ENTRIES PROVIDED →
——
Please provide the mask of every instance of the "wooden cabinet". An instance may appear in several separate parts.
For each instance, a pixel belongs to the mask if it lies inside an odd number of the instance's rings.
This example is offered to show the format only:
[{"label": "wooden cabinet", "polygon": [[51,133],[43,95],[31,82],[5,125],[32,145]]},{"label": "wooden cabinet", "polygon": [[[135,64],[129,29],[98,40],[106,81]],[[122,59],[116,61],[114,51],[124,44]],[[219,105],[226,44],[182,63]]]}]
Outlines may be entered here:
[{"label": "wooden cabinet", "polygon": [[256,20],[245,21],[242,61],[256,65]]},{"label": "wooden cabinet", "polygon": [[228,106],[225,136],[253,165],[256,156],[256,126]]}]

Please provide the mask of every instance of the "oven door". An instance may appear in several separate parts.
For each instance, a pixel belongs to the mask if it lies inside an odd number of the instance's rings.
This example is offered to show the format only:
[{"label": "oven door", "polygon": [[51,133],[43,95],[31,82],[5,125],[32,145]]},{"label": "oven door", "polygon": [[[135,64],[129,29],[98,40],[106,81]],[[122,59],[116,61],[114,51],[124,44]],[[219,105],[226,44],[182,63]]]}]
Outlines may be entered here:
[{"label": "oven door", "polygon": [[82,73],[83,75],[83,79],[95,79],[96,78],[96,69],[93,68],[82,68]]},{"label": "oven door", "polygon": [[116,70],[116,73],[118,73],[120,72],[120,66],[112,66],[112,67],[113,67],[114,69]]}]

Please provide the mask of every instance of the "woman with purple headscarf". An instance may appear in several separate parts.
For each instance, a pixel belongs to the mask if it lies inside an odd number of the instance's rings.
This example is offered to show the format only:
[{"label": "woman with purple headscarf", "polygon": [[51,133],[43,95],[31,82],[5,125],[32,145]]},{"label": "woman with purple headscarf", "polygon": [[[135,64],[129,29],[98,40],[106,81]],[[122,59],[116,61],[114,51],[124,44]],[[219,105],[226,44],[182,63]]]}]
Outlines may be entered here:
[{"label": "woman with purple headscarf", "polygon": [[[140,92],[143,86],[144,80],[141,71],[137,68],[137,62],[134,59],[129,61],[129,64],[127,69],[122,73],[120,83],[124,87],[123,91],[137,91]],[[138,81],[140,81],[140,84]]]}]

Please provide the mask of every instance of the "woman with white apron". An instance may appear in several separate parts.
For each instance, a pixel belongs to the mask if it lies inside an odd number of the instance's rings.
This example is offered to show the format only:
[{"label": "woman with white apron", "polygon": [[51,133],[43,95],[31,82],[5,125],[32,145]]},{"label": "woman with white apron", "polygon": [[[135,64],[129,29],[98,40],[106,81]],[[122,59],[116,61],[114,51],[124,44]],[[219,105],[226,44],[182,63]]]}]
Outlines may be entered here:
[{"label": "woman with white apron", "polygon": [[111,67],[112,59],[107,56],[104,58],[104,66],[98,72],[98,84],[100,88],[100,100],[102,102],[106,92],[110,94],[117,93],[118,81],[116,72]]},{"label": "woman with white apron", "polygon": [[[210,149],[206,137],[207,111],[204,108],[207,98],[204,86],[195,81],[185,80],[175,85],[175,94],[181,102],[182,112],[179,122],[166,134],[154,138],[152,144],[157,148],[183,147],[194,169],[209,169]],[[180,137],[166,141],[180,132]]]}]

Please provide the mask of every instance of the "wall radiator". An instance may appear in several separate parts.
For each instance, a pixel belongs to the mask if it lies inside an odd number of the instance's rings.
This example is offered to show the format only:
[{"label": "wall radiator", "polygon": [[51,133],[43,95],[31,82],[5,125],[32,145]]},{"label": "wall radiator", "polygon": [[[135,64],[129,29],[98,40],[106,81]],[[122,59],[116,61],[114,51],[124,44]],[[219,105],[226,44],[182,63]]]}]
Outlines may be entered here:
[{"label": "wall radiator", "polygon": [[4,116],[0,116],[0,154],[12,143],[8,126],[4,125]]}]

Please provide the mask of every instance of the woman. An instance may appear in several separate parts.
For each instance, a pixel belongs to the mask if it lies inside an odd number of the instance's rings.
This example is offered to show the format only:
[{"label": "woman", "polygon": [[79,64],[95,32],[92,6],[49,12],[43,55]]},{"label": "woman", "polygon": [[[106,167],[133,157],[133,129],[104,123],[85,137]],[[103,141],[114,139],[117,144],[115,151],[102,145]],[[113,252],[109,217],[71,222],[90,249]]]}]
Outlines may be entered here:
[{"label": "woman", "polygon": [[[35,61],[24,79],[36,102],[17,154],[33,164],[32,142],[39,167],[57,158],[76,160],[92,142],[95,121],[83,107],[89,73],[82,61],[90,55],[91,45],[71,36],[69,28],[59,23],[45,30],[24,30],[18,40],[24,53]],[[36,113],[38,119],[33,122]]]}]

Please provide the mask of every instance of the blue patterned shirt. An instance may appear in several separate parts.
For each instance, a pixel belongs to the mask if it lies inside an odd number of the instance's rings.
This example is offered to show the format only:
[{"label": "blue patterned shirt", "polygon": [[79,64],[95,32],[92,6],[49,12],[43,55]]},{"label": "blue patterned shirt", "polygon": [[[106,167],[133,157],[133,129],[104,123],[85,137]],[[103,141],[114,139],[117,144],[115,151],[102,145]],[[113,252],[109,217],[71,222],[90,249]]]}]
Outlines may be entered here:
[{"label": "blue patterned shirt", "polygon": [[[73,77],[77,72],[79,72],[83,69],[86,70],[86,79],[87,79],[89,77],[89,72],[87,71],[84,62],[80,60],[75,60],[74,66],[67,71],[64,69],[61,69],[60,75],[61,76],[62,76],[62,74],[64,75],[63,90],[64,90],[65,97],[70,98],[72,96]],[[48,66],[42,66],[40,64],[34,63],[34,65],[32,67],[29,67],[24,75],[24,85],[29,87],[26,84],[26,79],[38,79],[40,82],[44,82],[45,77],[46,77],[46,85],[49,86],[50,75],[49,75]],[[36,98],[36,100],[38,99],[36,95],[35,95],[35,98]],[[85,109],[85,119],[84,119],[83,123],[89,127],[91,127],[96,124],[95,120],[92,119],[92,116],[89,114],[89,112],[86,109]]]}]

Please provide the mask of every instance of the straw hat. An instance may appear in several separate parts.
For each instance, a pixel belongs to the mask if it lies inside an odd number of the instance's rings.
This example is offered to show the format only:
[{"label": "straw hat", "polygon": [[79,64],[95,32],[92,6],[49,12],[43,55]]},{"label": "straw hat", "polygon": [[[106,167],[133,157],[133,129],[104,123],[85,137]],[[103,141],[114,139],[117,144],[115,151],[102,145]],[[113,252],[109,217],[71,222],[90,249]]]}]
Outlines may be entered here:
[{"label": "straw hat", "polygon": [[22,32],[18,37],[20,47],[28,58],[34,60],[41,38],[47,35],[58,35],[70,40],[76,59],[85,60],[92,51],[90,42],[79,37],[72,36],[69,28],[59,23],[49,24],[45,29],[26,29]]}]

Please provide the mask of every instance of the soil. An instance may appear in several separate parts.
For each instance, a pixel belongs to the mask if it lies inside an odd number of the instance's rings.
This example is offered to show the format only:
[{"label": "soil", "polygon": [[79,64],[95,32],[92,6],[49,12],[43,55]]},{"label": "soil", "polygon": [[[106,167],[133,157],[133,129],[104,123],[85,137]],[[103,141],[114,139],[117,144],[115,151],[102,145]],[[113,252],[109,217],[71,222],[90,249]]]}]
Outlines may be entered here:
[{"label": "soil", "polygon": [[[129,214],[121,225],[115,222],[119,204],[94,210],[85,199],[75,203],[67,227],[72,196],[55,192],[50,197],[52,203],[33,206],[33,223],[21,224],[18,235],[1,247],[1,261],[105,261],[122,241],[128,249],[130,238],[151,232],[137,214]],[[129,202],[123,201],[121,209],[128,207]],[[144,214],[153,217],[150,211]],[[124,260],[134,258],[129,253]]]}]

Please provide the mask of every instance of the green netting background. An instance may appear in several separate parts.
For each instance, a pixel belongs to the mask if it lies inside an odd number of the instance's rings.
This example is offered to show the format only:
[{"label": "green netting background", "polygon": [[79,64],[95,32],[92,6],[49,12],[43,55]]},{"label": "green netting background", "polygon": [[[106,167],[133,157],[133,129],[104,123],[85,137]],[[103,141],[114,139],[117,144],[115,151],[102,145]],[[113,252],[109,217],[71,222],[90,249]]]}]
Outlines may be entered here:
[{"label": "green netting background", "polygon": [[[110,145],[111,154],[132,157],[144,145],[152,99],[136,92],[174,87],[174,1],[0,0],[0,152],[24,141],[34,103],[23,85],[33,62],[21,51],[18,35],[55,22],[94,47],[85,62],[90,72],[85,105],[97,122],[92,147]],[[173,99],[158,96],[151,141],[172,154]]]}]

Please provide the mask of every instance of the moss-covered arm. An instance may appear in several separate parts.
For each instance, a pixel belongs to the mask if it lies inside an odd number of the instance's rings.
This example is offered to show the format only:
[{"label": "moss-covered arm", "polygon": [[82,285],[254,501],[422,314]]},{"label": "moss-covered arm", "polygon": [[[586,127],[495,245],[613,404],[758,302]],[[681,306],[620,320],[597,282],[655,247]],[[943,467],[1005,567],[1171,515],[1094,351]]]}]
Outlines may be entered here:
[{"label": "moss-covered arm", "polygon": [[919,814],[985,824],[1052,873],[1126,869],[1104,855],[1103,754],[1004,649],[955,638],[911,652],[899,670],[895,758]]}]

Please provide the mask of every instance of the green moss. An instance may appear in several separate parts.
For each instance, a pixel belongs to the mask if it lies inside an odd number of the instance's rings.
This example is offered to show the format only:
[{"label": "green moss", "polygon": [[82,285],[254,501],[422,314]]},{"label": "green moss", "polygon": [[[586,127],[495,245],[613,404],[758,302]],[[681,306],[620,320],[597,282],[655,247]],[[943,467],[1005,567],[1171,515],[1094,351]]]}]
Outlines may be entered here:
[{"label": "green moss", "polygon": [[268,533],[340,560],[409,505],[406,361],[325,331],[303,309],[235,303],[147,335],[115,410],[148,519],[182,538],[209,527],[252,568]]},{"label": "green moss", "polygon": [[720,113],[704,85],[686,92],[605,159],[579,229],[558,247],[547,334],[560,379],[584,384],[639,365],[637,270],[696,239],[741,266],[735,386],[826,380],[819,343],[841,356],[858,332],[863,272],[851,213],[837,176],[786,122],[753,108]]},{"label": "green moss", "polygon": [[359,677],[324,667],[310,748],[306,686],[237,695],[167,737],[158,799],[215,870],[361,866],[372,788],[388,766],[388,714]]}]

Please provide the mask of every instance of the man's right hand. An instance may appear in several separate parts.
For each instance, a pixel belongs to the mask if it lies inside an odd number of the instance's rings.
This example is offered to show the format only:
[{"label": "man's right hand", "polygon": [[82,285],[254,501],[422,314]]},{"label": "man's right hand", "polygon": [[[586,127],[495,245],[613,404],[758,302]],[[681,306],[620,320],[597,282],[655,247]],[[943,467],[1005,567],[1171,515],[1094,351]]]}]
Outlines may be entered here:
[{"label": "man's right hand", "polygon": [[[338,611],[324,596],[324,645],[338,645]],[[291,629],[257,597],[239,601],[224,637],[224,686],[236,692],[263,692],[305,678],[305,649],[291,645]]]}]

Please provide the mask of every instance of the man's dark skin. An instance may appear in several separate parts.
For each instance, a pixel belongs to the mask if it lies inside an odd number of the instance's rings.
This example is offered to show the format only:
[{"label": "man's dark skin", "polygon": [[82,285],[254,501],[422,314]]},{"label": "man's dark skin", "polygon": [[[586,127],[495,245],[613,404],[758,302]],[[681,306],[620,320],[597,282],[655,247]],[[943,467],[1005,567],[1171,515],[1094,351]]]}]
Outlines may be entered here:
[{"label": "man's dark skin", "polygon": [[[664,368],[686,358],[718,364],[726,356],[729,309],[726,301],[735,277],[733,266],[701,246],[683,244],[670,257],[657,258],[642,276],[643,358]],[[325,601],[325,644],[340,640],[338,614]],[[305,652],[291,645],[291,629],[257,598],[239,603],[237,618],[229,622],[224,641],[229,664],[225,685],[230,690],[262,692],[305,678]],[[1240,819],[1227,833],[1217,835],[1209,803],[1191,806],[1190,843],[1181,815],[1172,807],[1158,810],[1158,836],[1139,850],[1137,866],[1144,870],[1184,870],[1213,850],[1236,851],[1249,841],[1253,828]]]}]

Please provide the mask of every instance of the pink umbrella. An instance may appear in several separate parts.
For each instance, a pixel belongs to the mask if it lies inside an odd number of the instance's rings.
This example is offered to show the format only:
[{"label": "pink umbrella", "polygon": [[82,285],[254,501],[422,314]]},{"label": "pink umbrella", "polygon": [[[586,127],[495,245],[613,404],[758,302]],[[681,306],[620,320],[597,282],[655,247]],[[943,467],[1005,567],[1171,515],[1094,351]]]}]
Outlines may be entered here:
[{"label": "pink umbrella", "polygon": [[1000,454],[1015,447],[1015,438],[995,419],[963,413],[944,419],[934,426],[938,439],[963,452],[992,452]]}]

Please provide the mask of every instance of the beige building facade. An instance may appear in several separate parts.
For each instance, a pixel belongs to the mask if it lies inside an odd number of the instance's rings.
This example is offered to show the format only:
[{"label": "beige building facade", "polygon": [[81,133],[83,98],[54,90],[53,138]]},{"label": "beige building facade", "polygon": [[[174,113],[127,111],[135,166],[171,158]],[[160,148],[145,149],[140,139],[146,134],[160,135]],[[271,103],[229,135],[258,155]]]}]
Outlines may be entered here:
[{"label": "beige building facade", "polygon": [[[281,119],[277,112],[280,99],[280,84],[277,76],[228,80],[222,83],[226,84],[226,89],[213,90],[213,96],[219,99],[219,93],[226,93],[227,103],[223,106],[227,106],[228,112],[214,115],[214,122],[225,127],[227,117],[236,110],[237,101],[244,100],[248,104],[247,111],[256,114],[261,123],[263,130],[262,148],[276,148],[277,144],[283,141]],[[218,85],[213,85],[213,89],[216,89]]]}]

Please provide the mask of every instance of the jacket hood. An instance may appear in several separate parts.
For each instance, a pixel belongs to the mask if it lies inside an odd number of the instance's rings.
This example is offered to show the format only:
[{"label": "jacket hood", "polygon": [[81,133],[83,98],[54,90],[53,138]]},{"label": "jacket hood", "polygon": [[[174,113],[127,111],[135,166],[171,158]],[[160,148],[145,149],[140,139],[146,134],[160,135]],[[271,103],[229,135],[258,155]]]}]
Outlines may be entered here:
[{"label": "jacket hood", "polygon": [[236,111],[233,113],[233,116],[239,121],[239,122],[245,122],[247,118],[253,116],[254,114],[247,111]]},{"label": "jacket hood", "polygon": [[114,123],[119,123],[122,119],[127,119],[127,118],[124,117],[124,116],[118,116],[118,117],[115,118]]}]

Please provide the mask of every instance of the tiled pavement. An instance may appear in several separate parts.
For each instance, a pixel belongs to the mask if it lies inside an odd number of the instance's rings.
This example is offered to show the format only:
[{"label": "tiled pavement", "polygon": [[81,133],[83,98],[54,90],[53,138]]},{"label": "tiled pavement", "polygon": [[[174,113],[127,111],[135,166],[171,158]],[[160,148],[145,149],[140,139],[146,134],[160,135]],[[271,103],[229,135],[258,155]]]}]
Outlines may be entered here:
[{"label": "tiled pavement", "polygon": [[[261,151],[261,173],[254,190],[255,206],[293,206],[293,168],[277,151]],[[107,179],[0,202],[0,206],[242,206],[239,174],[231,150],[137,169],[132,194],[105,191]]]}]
——
PROBLEM TO WORK ON → Which lines of the rows above contain the string "headscarf"? Extract each one, treating uppercase and lowercase letters as different.

RESPONSE BELOW →
Please provide the mask of every instance of the "woman with purple headscarf". An instance may appear in several separate parts.
[{"label": "woman with purple headscarf", "polygon": [[51,133],[43,95],[31,82],[5,125],[32,145]]},{"label": "woman with purple headscarf", "polygon": [[[135,64],[129,29],[98,40],[106,81]],[[122,59],[116,61],[114,51],[124,44]],[[219,105],[226,44],[182,63]]]}]
[{"label": "woman with purple headscarf", "polygon": [[[140,92],[143,86],[144,80],[141,71],[137,68],[137,62],[134,59],[129,61],[129,64],[127,69],[122,73],[120,83],[124,87],[123,91],[137,91]],[[138,81],[140,81],[140,84]]]}]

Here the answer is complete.